▶ _Textausschnitt_
+++
# MSI GTX580 Lightning Xtreme Edition



## schneiderbernd (17. Mai 2011)

Wie VRZone berichtet, möchte MSI zur nächsten Computex 2011 eine neue Lightning Variante in Form einer Xtreme Editition vorstellen. Diese wird mit einem schwarzen Kühler und blauen Lüftern bestückt sein. Taktraten sind noch keine bekannt, sie werden sich aber wohl im Breich der "kleinen" Schwester bewegen,vielleicht sogar etwas darüber. Bekannt ist schon jetzt, das die Karte über 3072MB Speicher verfügt, sowie einen eigenen Temperatursensor der vor Überhitzung der Karte schützen soll, so das man ohne Gefahr das mögliche an Übertaktung rausholen kann ohne das dabei die Karte "abraucht", dies kommt auch weniger erfahrenen Usern zu gute. Desweiteren wird sie wie ihre "kleine" Schwester über 16Phasen verfügen und die Lüfter eine "Entstaubungsfunktion" bieten-wie effektiv und genau das funktionieren soll wird man sehen.
Ein Preis ist bisher auch noch nicht bekannt.



			Dieser Inhalt steht nur eingeloggten Mitgliedern zur Verfügung.
        


Quelle und Bild: VRZone


----------



## Bumblebee (17. Mai 2011)

*AW: MSI GTX580 Lightning Extrem Edition*

Definitiv nett - das Teil

Generell sind ja die Twin Frozr III nochmal eine Verbesserung


----------



## facehugger (17. Mai 2011)

*AW: MSI GTX580 Lightning Extrem Edition*



Bumblebee schrieb:


> Generell sind ja die Twin Frozr III nochmal eine Verbesserung


Das würde ich so nicht unbedingt stehen lassen. Hier der CB-Test zur GTX580/6970 Lightning, auf denen ja auch der TwinFrozr III werkelt:

Test: 2 x Lightning von MSI (Seite 4) - 13.05.2011 - ComputerBase

Vor allen Dingen die GTX580 ist unter Last extrem laut und erst durch manuellen Eingriff ruhig zu bekommen. Das Fazit fällt dem entsprechend nicht so toll aus...

Gruß


----------



## schneiderbernd (17. Mai 2011)
+++
▶ _Inhalt der Datensätze_
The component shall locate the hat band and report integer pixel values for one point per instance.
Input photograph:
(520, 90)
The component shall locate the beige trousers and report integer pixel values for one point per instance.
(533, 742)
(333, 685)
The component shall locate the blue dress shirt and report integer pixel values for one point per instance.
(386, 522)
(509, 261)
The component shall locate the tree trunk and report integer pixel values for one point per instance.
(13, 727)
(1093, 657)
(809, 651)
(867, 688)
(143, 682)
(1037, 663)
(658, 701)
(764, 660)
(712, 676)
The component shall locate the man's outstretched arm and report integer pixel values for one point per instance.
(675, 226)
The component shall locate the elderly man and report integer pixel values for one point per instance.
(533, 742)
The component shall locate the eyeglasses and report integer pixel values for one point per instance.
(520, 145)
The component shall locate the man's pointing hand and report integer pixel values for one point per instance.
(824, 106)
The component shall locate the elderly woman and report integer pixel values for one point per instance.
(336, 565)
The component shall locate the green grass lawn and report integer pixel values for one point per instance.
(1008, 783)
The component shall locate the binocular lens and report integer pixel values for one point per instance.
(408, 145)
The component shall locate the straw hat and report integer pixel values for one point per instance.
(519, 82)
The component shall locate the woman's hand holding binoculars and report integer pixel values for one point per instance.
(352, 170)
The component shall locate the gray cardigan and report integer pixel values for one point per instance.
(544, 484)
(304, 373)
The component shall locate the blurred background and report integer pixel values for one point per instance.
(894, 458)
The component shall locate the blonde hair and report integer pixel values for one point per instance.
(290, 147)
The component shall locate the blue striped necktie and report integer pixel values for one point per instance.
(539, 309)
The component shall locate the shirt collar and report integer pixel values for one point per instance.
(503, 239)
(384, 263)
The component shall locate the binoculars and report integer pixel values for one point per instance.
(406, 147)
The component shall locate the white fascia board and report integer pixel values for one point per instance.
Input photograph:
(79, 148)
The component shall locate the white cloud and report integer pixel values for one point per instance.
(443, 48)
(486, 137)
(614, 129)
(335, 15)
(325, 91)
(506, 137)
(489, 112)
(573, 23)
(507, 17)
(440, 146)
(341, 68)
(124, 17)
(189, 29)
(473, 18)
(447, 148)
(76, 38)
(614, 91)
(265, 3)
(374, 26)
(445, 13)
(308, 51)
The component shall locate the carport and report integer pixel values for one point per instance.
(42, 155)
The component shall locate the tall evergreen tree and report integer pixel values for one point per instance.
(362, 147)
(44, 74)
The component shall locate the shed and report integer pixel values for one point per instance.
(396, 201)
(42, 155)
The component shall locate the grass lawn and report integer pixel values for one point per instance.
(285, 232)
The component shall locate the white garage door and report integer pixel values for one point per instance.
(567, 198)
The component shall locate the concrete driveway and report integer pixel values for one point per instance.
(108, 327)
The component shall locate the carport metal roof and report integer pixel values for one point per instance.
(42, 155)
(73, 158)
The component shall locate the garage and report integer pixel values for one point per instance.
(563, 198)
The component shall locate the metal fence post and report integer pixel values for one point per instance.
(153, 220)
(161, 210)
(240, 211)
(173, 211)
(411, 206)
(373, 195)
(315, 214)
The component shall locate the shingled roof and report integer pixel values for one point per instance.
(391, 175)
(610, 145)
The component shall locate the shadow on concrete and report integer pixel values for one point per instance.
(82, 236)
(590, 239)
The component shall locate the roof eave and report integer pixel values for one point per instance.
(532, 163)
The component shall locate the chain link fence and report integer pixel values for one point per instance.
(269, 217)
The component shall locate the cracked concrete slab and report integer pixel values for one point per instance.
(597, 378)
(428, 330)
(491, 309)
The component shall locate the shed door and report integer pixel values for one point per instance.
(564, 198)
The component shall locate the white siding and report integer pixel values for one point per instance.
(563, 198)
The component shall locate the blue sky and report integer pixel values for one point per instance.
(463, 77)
+++
▶ _Aufgabe_
Führe den Forenthread zur MSI GTX580 Lightning Xtreme Edition weiter und schließe direkt an die letzte gezeigte Zeile an.

▶ _Antwort_
*AW: MSI GTX580 Lightning Extrem Edition*

naja nun denn das kann so oder so sehen..die Lightning ist nicht für den Silent Freak...sondern für den Enthusiasten gebaut...und dabei hat MSI auf gute Kühlung gesetzt...ein Kompromiss mit dem man leben kann...ich muß sagen das die gar nicht so laut ist...und mal verglichen mit der Referenz doch ein guter Kompromiss. Zudem muß eine entsprechende Übertaktung auch gut gekühlt werden ..da hat MSI mit dem Twin Frozer3 saubere Arbeit geleistet. Ich hatte insgesamt 4 Hersteller hier u.a. die Asus Cu, die Sparkle...und möchte die MSI auf keinsten mehr hergeben..allein die Verarbeitung...aber Vordergründig die Leistung ist überragend!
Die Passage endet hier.